Your instructions: Could you copy every record below exactly as it is written?

Source records:
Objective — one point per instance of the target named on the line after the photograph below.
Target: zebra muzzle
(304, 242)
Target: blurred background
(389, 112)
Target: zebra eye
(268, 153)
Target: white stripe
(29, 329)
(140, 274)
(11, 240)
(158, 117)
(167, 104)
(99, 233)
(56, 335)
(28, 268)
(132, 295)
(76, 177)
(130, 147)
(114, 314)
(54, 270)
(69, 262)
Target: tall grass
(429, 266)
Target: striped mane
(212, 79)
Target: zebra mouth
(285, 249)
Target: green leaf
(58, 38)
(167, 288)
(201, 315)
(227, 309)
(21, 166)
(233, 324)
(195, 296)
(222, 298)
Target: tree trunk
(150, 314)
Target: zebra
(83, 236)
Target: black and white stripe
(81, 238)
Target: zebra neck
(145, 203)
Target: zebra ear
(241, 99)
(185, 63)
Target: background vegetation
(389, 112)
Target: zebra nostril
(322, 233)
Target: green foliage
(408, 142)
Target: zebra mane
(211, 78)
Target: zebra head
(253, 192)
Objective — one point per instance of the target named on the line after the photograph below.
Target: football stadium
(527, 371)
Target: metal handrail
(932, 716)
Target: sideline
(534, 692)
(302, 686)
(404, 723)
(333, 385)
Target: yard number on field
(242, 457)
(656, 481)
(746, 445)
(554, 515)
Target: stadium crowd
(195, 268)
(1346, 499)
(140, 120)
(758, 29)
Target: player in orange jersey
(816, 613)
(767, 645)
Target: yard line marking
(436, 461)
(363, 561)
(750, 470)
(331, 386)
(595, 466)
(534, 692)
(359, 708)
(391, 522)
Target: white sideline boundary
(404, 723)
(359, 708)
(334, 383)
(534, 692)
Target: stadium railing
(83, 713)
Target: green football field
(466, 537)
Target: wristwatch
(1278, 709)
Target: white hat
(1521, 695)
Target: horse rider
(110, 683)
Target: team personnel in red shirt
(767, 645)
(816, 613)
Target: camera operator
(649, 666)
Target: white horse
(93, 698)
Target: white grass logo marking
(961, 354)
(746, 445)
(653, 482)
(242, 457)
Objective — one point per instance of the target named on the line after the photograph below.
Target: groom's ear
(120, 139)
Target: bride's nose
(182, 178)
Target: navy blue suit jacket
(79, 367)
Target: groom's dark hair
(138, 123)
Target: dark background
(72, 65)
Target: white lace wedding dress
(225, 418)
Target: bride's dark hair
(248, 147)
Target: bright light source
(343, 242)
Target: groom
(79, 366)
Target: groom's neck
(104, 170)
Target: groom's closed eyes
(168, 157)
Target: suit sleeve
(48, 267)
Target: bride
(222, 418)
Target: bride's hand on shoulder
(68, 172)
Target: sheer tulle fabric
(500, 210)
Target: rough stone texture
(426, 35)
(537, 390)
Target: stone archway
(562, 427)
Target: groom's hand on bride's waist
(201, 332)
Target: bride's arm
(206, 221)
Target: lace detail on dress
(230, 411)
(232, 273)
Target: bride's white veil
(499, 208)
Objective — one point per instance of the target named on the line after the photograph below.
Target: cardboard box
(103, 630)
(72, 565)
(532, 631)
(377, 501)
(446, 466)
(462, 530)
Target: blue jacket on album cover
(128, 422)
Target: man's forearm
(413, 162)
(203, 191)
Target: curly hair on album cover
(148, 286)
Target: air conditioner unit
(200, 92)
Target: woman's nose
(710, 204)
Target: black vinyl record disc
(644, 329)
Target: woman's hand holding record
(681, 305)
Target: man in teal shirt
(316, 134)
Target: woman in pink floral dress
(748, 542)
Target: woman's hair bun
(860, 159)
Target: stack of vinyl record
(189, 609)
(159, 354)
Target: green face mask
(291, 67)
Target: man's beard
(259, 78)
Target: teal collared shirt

Reply:
Objective — one point per instance of the target named on the line after the photograph below.
Target: zebra muzzle
(304, 242)
Target: blurred background
(389, 112)
Target: zebra eye
(268, 153)
Target: white stripe
(29, 329)
(140, 274)
(11, 240)
(158, 117)
(167, 104)
(99, 233)
(56, 335)
(28, 268)
(132, 295)
(76, 177)
(130, 147)
(114, 314)
(54, 270)
(69, 262)
Target: tall grass
(429, 266)
Target: striped mane
(212, 79)
Target: zebra mouth
(285, 249)
Target: green leaf
(58, 38)
(167, 288)
(201, 315)
(227, 309)
(21, 166)
(233, 324)
(195, 296)
(222, 298)
Target: tree trunk
(150, 314)
Target: zebra
(83, 236)
Target: black and white stripe
(81, 238)
Target: zebra neck
(145, 203)
Target: zebra ear
(241, 99)
(185, 63)
Target: background vegetation
(389, 112)
Target: zebra nostril
(322, 233)
Target: green foliage
(408, 142)
Target: zebra mane
(211, 78)
Target: zebra head
(253, 192)
Objective — one point per instance of the target named on the line after the photograph below.
Target: football stadium
(527, 371)
Target: metal handrail
(932, 716)
Target: sideline
(534, 692)
(302, 686)
(404, 723)
(333, 385)
Target: yard number on field
(242, 457)
(656, 481)
(746, 445)
(554, 515)
Target: stadium crowd
(195, 268)
(1346, 499)
(140, 120)
(758, 29)
Target: player in orange jersey
(816, 613)
(767, 645)
Target: yard line marking
(436, 461)
(363, 561)
(750, 470)
(331, 386)
(595, 466)
(534, 692)
(359, 708)
(391, 522)
Target: white sideline boundary
(404, 723)
(359, 708)
(334, 383)
(534, 692)
Target: stadium railing
(83, 713)
Target: green football field
(466, 537)
Target: wristwatch
(1278, 709)
Target: white hat
(1521, 695)
Target: horse rider
(110, 683)
Target: team personnel in red shirt
(767, 645)
(816, 613)
Target: camera operator
(649, 666)
Target: white horse
(93, 698)
Target: white grass logo marking
(961, 354)
(746, 445)
(653, 482)
(242, 457)
Objective — one point per instance of the target named on the line after the photograph below.
Target: groom's ear
(120, 139)
Target: bride's nose
(182, 178)
Target: navy blue suit jacket
(79, 367)
Target: groom's dark hair
(138, 123)
Target: dark background
(72, 65)
Target: white lace wedding dress
(225, 418)
Target: bride's dark hair
(248, 147)
Target: bright light source
(343, 242)
Target: groom
(79, 366)
Target: groom's neck
(104, 170)
Target: groom's closed eyes
(168, 157)
Target: suit sleeve
(48, 267)
Target: bride
(222, 418)
Target: bride's hand on shoulder
(68, 172)
Target: sheer tulle fabric
(500, 210)
Target: rough stone texture
(426, 35)
(537, 390)
Target: stone archway
(562, 427)
Target: groom's hand on bride's waist
(201, 332)
Target: bride's arm
(206, 221)
Target: lace detail on dress
(230, 411)
(232, 273)
Target: bride's white veil
(499, 208)
Objective — one point per instance of the target named on the line after the photograph below.
Target: cardboard box
(103, 630)
(72, 565)
(532, 631)
(377, 501)
(446, 466)
(462, 530)
Target: blue jacket on album cover
(128, 422)
Target: man's forearm
(413, 162)
(203, 191)
Target: curly hair on album cover
(148, 286)
Target: air conditioner unit
(200, 92)
Target: woman's nose
(710, 204)
Target: black vinyl record disc
(644, 329)
Target: woman's hand holding record
(681, 305)
Target: man in teal shirt
(316, 134)
Target: woman in pink floral dress
(748, 542)
Target: woman's hair bun
(860, 159)
Target: stack of vinyl record
(189, 609)
(159, 354)
Target: green face mask
(291, 67)
Target: man's beard
(259, 78)
Target: teal collared shirt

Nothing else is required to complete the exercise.